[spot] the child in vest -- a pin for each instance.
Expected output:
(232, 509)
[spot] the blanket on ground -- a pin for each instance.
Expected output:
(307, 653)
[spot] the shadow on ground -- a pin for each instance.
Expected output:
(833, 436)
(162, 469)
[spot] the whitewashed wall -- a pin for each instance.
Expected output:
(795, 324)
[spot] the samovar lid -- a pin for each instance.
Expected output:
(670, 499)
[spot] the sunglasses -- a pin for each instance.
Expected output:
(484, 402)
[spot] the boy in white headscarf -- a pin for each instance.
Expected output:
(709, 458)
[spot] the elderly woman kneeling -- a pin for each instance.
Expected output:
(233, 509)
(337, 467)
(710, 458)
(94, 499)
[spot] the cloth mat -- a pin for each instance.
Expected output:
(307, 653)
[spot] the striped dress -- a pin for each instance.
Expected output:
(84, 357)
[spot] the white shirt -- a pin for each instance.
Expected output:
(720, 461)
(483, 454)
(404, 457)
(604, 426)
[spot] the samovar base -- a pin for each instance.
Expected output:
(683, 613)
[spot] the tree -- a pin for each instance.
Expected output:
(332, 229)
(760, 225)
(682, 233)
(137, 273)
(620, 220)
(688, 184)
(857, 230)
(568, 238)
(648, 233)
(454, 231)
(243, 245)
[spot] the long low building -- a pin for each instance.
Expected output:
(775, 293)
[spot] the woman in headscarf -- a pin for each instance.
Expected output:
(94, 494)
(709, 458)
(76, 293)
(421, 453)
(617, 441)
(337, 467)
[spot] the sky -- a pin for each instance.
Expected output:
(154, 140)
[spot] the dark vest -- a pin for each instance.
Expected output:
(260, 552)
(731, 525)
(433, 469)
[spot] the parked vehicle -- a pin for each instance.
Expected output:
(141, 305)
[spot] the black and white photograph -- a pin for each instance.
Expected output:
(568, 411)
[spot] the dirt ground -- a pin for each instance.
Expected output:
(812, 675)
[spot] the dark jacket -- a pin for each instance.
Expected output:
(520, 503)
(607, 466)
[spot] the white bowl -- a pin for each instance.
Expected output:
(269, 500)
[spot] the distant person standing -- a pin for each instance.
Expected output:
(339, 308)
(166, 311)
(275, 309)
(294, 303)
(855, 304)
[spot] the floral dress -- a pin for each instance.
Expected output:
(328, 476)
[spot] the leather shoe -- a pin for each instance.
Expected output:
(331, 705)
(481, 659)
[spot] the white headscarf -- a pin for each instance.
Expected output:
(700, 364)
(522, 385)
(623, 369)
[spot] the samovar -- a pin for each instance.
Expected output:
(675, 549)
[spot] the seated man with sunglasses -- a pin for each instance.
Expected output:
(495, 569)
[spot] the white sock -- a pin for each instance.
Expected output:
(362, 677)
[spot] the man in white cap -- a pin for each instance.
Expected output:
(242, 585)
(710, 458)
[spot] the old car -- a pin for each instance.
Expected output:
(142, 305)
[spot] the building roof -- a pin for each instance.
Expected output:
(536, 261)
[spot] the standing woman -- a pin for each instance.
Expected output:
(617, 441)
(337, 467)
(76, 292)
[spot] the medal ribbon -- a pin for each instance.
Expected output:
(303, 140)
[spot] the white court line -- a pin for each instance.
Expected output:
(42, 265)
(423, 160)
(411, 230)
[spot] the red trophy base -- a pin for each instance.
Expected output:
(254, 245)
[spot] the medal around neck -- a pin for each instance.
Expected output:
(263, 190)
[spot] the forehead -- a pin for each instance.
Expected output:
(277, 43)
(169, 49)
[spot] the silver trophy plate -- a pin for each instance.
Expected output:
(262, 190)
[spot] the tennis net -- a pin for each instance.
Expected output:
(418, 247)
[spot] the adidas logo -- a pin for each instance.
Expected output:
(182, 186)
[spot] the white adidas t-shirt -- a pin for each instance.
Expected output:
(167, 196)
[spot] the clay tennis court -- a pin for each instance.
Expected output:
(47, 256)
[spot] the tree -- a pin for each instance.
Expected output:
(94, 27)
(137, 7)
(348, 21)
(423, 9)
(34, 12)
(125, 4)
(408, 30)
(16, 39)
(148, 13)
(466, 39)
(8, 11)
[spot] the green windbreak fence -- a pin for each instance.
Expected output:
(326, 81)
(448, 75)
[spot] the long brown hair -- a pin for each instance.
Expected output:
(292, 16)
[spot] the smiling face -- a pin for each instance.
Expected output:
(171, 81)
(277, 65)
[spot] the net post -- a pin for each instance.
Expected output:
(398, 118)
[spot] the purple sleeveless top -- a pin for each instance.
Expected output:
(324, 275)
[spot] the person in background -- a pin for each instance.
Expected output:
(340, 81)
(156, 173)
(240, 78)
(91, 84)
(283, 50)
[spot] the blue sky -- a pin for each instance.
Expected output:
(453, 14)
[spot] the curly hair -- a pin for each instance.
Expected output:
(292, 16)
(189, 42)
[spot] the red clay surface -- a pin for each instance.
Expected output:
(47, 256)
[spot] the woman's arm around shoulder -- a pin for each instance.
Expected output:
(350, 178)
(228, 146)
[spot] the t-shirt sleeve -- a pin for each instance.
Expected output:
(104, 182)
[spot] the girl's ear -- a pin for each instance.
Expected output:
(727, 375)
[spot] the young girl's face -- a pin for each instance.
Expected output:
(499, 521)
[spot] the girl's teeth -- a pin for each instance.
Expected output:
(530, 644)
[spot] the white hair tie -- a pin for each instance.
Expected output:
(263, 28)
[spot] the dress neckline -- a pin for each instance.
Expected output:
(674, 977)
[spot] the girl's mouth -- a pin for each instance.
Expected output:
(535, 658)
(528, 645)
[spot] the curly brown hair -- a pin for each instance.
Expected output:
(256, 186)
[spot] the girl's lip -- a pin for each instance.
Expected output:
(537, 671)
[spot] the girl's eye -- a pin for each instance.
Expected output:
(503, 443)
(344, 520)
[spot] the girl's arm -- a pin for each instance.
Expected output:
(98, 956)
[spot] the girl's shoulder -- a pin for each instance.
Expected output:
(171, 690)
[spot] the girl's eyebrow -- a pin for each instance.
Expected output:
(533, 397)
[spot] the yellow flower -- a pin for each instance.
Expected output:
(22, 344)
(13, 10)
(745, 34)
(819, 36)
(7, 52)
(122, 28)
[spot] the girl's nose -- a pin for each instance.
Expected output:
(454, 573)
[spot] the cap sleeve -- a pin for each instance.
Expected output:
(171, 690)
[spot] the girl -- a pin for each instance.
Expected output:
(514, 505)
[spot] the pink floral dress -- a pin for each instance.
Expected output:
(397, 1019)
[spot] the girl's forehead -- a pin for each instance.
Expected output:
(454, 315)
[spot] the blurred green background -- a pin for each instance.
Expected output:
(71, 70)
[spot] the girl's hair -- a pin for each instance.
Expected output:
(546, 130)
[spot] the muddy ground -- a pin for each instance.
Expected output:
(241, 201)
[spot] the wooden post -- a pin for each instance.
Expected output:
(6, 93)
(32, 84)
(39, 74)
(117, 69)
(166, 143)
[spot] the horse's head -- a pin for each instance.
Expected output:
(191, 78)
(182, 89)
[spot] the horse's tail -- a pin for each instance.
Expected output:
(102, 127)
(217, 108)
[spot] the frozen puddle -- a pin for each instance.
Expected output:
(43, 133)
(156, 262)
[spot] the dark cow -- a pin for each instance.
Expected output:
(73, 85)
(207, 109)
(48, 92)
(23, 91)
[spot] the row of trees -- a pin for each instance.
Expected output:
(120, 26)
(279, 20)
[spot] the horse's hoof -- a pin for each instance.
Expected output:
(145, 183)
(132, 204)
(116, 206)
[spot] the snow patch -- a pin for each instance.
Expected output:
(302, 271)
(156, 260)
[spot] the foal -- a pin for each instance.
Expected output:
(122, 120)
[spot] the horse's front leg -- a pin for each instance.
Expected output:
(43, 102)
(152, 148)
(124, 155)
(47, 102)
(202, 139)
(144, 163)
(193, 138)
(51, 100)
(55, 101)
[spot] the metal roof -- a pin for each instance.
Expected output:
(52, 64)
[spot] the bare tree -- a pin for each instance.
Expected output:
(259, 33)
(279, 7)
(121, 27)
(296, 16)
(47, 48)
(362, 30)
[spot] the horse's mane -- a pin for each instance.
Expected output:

▸ Task directions: Reproduce only the data lines from the one containing "[spot] the metal" through the end of the data, inclusive, substituting "occurrence" for every occurrence of "instance" and leaving all else unchanged.

▸ Expected answer:
[spot] the metal roof -- a pin for each occurrence.
Expected output:
(52, 64)
[spot] the bare tree -- a pin for each occurrence.
Expected output:
(259, 33)
(279, 7)
(121, 27)
(296, 16)
(47, 48)
(362, 30)
[spot] the horse's mane -- a pin for each occurrence.
Expected output:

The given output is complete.